OBIETTIVO DELL'ESERCIZIO:
Duplica senza modifiche la parte dei dati che si apre con la prima riga e si chiude con la riga contenente "positive clicks: (19, 143)", inclusa.

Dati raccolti
————

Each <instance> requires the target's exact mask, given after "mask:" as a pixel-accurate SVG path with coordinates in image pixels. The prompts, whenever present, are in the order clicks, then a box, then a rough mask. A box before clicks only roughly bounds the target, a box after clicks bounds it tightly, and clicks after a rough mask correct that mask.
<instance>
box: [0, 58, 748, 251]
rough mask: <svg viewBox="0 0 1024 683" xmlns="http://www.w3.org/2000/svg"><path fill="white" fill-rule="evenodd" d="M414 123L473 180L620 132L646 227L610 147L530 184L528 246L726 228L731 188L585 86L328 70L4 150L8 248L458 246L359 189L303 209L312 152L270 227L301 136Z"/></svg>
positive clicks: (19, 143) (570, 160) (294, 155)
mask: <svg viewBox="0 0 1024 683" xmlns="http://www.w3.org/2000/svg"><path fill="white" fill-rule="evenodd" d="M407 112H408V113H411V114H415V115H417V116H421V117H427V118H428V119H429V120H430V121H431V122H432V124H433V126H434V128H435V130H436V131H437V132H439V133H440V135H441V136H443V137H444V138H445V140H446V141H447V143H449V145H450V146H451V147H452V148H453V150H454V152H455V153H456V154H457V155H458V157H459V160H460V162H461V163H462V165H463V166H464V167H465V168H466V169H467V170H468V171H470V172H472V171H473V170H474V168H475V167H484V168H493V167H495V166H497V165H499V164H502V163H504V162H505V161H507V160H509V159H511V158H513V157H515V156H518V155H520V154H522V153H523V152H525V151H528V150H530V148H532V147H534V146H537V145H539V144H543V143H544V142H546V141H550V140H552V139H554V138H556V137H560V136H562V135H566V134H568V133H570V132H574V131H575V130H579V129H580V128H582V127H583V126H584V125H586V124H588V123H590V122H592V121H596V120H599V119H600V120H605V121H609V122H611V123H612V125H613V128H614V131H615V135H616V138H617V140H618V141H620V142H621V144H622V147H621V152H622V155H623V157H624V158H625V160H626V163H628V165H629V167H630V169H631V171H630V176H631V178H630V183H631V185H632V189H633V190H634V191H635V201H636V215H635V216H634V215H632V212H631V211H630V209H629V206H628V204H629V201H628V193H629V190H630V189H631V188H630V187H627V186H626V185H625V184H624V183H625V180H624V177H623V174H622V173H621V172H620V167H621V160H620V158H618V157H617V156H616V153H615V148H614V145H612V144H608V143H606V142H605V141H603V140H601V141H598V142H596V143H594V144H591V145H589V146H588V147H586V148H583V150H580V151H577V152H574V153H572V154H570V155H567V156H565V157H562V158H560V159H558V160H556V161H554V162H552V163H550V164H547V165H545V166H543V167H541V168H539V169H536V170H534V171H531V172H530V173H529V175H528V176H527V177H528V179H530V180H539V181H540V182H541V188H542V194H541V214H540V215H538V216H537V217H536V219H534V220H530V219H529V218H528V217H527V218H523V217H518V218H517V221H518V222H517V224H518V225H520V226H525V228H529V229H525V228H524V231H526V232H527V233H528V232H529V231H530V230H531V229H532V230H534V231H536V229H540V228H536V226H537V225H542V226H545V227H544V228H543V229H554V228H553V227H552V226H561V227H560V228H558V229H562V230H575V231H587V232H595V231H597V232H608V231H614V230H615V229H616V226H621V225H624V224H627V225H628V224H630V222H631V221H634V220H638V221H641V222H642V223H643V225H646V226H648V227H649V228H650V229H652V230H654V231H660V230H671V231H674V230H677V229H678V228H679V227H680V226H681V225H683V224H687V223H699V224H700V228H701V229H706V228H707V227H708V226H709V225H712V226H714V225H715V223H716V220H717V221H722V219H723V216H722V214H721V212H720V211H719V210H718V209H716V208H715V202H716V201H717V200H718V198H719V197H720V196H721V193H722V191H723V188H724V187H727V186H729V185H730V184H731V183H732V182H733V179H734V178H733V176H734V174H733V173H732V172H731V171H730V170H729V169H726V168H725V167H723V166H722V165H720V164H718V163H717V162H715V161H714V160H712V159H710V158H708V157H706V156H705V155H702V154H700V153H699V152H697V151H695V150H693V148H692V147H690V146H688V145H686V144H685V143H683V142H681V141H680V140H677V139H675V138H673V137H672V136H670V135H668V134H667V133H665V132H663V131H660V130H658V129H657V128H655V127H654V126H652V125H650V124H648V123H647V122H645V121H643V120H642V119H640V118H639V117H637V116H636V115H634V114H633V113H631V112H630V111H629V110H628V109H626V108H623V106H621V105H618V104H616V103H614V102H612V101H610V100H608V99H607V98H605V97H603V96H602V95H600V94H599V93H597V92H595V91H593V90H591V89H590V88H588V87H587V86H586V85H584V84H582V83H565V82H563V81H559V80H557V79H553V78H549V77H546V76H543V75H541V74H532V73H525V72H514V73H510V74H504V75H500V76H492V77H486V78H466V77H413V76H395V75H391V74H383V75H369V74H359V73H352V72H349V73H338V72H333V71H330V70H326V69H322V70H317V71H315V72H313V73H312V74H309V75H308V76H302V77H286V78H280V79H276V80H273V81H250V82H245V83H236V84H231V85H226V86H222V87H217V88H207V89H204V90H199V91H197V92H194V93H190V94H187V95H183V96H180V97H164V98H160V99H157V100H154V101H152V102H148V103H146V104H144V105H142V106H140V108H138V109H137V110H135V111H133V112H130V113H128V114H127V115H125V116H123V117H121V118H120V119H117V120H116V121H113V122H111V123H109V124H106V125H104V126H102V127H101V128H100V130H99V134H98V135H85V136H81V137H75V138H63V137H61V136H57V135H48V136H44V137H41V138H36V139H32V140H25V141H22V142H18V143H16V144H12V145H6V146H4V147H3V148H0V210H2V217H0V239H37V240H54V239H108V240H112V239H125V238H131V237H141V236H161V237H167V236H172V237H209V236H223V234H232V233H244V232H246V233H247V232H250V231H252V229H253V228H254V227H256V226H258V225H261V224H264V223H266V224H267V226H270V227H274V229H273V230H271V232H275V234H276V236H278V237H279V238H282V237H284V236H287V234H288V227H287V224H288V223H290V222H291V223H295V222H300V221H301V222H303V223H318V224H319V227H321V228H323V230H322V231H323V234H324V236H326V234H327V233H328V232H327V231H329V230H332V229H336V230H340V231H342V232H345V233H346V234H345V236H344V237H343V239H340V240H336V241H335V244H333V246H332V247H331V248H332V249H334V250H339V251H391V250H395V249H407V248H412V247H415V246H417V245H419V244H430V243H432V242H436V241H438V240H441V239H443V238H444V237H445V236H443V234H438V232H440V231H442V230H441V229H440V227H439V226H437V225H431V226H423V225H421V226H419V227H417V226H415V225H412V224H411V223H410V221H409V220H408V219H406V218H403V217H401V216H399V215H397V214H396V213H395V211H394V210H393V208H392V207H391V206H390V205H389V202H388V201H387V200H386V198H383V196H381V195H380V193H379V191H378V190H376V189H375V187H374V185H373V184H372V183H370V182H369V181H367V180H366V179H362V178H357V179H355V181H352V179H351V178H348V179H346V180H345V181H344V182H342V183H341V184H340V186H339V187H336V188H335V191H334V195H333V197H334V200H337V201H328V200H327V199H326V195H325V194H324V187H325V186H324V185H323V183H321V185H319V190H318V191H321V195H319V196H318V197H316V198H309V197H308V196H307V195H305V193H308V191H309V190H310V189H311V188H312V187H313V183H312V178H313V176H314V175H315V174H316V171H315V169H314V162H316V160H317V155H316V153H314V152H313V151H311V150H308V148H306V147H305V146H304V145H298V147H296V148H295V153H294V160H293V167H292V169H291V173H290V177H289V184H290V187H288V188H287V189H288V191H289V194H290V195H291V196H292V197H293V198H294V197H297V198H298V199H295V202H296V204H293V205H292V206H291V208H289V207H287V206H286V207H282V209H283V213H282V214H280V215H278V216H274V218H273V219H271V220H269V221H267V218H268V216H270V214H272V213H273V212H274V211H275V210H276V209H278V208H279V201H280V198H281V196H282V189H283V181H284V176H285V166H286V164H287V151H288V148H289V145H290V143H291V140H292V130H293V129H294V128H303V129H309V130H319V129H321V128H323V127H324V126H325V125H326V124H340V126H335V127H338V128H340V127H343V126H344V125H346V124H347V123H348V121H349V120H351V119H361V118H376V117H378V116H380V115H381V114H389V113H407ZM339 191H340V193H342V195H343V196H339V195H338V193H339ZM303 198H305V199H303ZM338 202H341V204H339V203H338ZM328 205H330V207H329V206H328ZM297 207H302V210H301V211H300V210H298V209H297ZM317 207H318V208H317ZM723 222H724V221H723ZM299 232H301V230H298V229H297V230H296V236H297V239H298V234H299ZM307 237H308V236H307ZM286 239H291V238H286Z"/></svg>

————

RISPOSTA AL COMPITO:
Each <instance> requires the target's exact mask, given after "mask:" as a pixel-accurate SVG path with coordinates in image pixels. The prompts, whenever present, are in the order clicks, then a box, then a rough mask. A box before clicks only roughly bounds the target, a box after clicks bounds it tightly, and clicks after a rough mask correct that mask.
<instance>
box: [0, 58, 748, 251]
rough mask: <svg viewBox="0 0 1024 683" xmlns="http://www.w3.org/2000/svg"><path fill="white" fill-rule="evenodd" d="M414 123L473 180L620 132L646 227L610 147L530 184L528 246L726 228L731 188L585 86L328 70L4 150L8 248L458 246L359 189L303 209L312 152L270 227L301 136Z"/></svg>
positive clicks: (19, 143) (570, 160) (294, 155)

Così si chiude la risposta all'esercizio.